Source records
start
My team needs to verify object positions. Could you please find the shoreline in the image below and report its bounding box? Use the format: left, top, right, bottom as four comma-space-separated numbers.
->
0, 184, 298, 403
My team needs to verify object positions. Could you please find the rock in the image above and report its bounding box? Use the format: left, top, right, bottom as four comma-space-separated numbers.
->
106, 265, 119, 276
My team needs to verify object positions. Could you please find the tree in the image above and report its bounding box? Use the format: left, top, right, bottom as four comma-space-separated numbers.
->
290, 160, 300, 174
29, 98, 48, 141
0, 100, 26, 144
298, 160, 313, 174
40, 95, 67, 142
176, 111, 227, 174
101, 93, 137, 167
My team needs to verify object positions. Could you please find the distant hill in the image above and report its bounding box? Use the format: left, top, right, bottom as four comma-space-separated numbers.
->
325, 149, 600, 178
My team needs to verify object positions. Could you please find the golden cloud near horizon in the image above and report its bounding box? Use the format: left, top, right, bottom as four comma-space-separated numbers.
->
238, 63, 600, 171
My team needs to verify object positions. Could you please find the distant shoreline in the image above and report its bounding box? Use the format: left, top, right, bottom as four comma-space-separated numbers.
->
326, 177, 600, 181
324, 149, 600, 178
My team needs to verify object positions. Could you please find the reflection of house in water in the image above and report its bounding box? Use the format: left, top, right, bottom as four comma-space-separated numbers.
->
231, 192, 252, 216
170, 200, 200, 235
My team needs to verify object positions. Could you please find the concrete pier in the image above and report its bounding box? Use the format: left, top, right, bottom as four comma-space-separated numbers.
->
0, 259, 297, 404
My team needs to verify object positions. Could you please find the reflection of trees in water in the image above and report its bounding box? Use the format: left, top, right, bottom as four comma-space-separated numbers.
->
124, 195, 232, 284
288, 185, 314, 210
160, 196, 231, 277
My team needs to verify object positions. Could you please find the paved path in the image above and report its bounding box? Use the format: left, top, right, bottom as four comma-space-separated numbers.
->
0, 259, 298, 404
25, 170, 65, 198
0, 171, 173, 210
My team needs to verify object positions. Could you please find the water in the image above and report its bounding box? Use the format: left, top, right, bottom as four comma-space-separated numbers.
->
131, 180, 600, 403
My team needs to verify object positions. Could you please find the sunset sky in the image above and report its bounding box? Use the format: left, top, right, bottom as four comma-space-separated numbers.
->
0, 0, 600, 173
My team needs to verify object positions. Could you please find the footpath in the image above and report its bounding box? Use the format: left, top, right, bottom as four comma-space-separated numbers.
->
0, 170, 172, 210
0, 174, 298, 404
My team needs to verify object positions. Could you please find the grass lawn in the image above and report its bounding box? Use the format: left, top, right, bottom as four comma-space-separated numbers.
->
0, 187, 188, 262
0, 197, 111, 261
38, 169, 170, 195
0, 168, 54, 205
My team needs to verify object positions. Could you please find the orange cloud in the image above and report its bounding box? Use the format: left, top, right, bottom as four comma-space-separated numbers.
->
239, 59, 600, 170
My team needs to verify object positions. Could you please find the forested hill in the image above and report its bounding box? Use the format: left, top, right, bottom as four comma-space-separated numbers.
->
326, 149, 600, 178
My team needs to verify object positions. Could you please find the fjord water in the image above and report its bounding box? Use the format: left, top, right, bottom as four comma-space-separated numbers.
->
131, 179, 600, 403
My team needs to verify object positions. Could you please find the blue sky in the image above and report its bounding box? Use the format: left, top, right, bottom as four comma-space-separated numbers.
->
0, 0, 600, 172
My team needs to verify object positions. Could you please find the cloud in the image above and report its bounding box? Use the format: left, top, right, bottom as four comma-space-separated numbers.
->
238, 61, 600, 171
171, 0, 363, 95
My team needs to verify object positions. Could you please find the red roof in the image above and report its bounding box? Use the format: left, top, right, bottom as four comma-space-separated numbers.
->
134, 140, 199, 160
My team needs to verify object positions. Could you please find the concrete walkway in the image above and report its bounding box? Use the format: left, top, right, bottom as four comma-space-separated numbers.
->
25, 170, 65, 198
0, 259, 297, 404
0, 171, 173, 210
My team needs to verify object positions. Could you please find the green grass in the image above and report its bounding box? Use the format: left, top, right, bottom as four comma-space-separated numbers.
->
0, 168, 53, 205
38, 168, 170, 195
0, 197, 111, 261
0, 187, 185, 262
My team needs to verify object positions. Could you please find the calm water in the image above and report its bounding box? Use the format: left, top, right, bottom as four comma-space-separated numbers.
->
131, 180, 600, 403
end
start
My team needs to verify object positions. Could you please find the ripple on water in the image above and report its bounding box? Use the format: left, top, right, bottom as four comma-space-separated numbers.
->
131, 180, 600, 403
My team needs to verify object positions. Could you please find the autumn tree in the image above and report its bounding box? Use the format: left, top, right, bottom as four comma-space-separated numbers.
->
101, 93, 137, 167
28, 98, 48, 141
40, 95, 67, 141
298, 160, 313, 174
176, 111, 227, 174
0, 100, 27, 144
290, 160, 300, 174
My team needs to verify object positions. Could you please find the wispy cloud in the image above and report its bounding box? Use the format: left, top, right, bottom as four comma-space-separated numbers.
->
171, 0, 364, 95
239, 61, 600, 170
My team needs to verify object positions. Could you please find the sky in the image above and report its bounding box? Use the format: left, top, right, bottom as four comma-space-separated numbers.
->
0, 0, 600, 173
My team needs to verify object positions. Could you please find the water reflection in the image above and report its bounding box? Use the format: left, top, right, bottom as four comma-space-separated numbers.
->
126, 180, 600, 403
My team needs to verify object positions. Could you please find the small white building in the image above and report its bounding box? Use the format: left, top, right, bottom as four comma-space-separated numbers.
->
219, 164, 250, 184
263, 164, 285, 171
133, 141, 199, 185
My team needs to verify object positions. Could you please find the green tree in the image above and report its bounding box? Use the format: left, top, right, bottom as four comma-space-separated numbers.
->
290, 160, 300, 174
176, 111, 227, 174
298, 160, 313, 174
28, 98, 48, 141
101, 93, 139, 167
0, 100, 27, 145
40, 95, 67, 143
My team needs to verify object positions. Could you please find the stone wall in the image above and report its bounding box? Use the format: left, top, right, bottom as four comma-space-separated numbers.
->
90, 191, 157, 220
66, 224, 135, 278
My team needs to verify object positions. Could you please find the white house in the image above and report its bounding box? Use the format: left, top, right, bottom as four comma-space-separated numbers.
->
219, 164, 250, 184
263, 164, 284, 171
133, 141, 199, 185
end
▶ _Objective_
Could you return, unchanged, the lines above from the line with "find the grass" to the line with "0, 168, 54, 205", including both of those lines?

▶ _Reply to the task_
My team needs to verify object positions. Could you please find the grass lawn in the image above and report its bounding box? Use the format: left, top, right, bottom as four comma-space-separated numbers.
->
0, 187, 188, 262
0, 197, 111, 261
38, 169, 170, 195
0, 168, 54, 205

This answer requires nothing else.